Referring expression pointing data
================

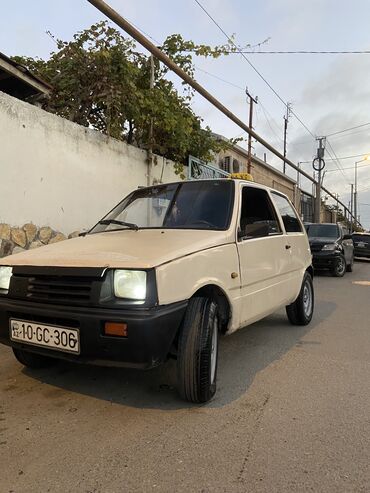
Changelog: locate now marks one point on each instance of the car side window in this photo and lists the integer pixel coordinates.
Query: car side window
(258, 217)
(288, 214)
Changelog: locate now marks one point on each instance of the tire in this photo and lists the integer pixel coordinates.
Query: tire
(339, 268)
(350, 265)
(32, 360)
(198, 351)
(301, 310)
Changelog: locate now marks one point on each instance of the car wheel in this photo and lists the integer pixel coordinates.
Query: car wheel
(350, 265)
(198, 351)
(339, 267)
(300, 312)
(32, 360)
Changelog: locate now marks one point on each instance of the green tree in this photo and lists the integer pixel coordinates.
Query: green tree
(101, 81)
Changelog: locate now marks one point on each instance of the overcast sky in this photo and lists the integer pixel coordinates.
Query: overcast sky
(329, 93)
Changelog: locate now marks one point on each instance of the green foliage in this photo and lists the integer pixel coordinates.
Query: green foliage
(101, 81)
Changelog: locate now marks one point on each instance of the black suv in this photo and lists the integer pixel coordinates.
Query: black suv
(331, 247)
(361, 242)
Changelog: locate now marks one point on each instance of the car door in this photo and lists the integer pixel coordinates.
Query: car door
(296, 241)
(264, 256)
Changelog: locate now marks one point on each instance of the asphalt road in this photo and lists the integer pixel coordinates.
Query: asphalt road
(292, 413)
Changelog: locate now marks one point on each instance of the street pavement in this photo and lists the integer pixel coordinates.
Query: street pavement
(292, 413)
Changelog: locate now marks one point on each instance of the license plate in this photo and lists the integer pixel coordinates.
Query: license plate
(51, 336)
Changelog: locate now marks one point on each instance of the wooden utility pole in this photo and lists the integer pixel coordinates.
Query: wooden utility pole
(286, 119)
(251, 101)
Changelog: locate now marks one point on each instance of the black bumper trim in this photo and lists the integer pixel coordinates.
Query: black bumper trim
(151, 331)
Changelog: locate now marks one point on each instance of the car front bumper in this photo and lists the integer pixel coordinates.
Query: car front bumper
(325, 259)
(151, 331)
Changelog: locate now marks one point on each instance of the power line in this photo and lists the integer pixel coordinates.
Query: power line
(253, 67)
(266, 114)
(348, 129)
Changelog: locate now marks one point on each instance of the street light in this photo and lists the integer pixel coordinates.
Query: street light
(366, 158)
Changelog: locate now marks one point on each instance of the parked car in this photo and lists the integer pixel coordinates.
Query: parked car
(167, 271)
(331, 247)
(361, 242)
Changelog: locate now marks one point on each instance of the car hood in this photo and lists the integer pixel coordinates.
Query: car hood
(128, 248)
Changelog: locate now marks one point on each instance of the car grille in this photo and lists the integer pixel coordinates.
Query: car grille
(59, 289)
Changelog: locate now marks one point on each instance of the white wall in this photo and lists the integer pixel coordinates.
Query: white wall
(56, 173)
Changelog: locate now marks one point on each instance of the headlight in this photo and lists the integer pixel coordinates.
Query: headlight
(329, 246)
(5, 275)
(130, 284)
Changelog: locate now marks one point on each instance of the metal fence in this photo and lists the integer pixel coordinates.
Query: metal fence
(199, 170)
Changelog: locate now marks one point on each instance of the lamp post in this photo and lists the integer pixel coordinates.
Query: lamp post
(366, 158)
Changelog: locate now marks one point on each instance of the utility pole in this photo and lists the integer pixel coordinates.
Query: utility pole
(286, 119)
(319, 164)
(251, 101)
(150, 147)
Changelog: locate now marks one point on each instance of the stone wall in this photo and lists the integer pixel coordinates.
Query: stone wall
(17, 239)
(59, 174)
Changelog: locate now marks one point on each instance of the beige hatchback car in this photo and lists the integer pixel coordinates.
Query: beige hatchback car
(167, 271)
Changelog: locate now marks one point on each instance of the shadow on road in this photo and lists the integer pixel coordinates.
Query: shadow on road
(242, 356)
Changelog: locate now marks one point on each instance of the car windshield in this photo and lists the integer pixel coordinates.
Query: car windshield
(188, 205)
(322, 231)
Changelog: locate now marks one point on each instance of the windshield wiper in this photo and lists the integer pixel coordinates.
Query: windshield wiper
(119, 223)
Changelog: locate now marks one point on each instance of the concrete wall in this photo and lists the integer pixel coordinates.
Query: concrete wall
(59, 174)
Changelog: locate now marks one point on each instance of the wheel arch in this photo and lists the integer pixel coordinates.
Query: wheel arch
(220, 297)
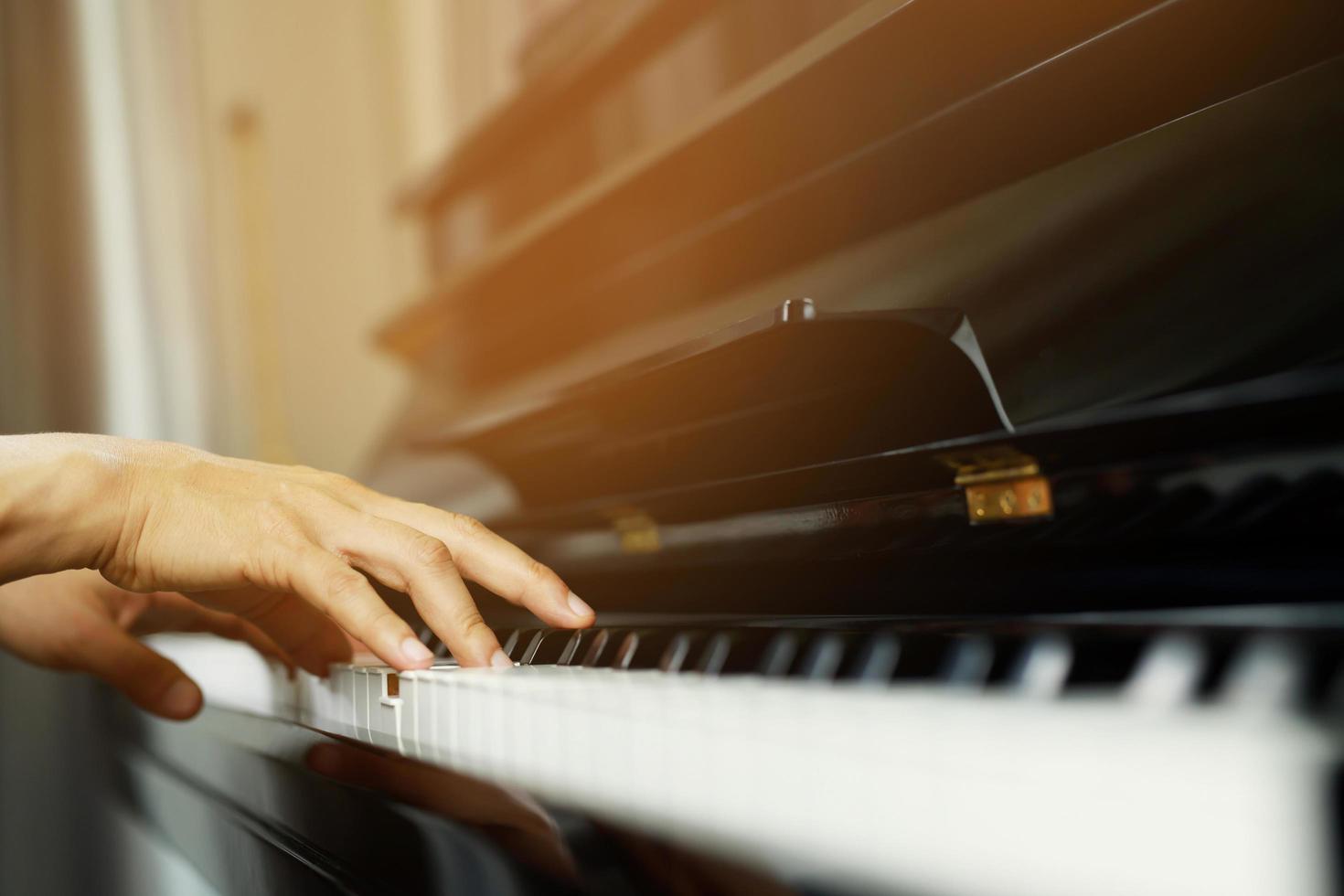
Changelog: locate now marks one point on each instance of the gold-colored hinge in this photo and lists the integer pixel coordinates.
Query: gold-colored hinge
(638, 531)
(1001, 485)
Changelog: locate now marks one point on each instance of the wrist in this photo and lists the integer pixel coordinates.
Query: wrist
(62, 501)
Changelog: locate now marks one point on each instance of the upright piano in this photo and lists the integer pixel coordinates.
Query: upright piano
(941, 409)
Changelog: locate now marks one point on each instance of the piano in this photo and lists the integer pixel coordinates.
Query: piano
(943, 420)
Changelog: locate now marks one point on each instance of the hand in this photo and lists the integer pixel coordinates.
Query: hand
(283, 547)
(78, 621)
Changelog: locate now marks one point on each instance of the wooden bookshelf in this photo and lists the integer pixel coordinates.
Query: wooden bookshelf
(889, 114)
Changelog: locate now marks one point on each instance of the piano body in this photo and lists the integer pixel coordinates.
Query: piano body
(944, 422)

================

→ EXERCISE: Each word of the data should be repeated exactly, and the pictures left out.

→ ANSWER FOR THIS EXERCISE:
Changelog: locate now marks one point on each instance of the car side window in this photo and lists the integer pixel coordinates.
Query: car side window
(258, 217)
(288, 214)
Changelog: locate now marks one point on each instance of the tire in this photo and lists the integer pixel coordinates.
Query: tire
(339, 268)
(350, 265)
(32, 360)
(198, 351)
(301, 310)
Changelog: locate now marks one point on each instance of the car wheel in this photo and lists the integer pixel coordinates.
Query: car wheel
(350, 265)
(198, 351)
(339, 267)
(300, 312)
(32, 360)
Changelog: locate now marks one point on each instance of the green tree in this photo and lists the integer pixel coordinates.
Query: green tree
(101, 81)
Changelog: locate now marks one point on each instance of the overcast sky in this photo and lists the integer pixel coordinates.
Query: overcast sky
(329, 93)
Changelog: locate now marks one point on each instance of the green foliage in this photo and lists the integer pixel coordinates.
Query: green foliage
(101, 81)
Changelog: locate now marks one point on each instance of the black suv in this photo and lists the integer pixel coordinates.
Query: black suv
(331, 247)
(361, 242)
Changelog: locate now marks one point on each instance of the car door in this photo and lists the integer pixel coordinates.
Query: car door
(296, 241)
(264, 256)
Changelog: locate now marks one point on each instance of the asphalt road in this photo and lists the integer pixel coordinates.
Query: asphalt road
(292, 413)
Changelog: locate now marks one point on each instance of the street pavement in this photo and lists the integer pixel coordinates.
Query: street pavement
(292, 413)
Changelog: locate now marks one point on each instance of the license plate in this photo and lists the integer pixel coordinates.
Query: license plate
(51, 336)
Changelog: locate now marks one point on each instance of the wooden utility pole in this photo and lists the integer pixel coordinates.
Query: wooden utility pole
(286, 119)
(251, 101)
Changelog: locate now marks one point on each instance of the black bumper trim in this photo and lists the integer pixel coordinates.
Query: black bumper trim
(151, 331)
Changelog: locate now marks one point on each instance of the car front bumper in this photo and lists the integer pixel coordinates.
Query: car front bumper
(325, 259)
(151, 331)
Changelog: locate now marks one point on each instance of the power line in this photo and lists the integer pixel coordinates.
Query: power line
(253, 67)
(266, 114)
(348, 129)
Changelog: locate now marks one point on each instance of the street light in this photo and lists the integer pixel coordinates.
Query: street light
(366, 158)
Changelog: locate now marks one point on each instance of the parked car in this photo and lists the integer pixel coordinates.
Query: parked car
(167, 271)
(331, 247)
(361, 242)
Changelog: locate now marks one point on each instance of the car hood in this photo and lists the integer pixel coordinates.
Query: car hood
(128, 248)
Changelog: locate now marks one point on each instance of the car grille in this photo and lists the integer pixel coordinates.
Query: car grille
(59, 289)
Changelog: locate now marks one point on each instance of the white wall in this photo and lists the integer pixel coordinates.
Query: white wall
(56, 173)
Changelog: locate now marks one point on each instance of the headlight in this photo and lists the integer pixel coordinates.
Query: headlight
(329, 246)
(5, 275)
(130, 284)
Changelog: locate now marks one point on each instance of the metal fence in this photo and lists the integer pixel coordinates.
Query: metal fence
(199, 170)
Changelog: locate now marks one point on each instance of the lamp post in this photo and lists the integer pixel coordinates.
Query: lamp post
(366, 158)
Changelog: locate now marks one point on each instance of the utility pole in this photo and lists the integer pixel coordinates.
Query: utility pole
(286, 119)
(319, 164)
(251, 101)
(150, 147)
Changelog: locate now marks one point on each instance of the stone wall in this photo and lists the integer pixel coordinates.
Query: stone wall
(17, 239)
(59, 174)
Changelog: locate now marks one point on each instance of the beige hatchback car in this photo and lists the integer pixel coordinates.
Query: beige hatchback car
(167, 271)
Changelog: locate now marks one point on each instance of the shadow on road in this photo and lists the integer pixel coordinates.
Query: shadow on road
(242, 356)
Changelog: locate now marks one point on each instance of the car windshield in this photo and lists the integer pixel coordinates.
Query: car windshield
(188, 205)
(322, 231)
Changelog: locate now marks one point on each instance of the windshield wiper in this photo and lists the integer pixel coordinates.
Query: windshield wiper
(119, 223)
Changelog: locate now marks one point on each instance of the concrete wall in this photo and lists the integer pixel coordinates.
Query: concrete wall
(59, 174)
Changelog: locate now marks one point on each instance of the wheel arch in this photo and lists the integer pixel coordinates.
Query: wheel arch
(220, 297)
Changelog: locate now marks one point on each instance of the gold-colored hinge in this photo and lists the integer pixel coordinates.
Query: gold-colored hinge
(638, 531)
(1001, 485)
Changelog: locate now marks one point on each instance of the wrist in this photo and lists the integer pixel coordinates.
Query: wrist
(62, 501)
Changelog: locate now marks one point on each instance of the upright piano in this photo and lists the integer pixel coordinates.
Query: upright piano
(941, 409)
Changelog: locate now marks one point on each instance of the piano in this photo and lists the integer pixel coordinates.
Query: piano
(943, 420)
Changelog: locate now marks one point on each instance of the hand in this photo and lists the integer pixel coordinates.
Query: hand
(283, 547)
(78, 621)
Changelog: locate now marks one point on each instance of the wooden bookshelf in this photo and lists the integer pixel coordinates.
Query: wooden bookshelf
(889, 114)
Changelog: locate now marks one point on each instance of the piano body in this photo and lists the integer pixel coordinates.
Query: piano body
(944, 422)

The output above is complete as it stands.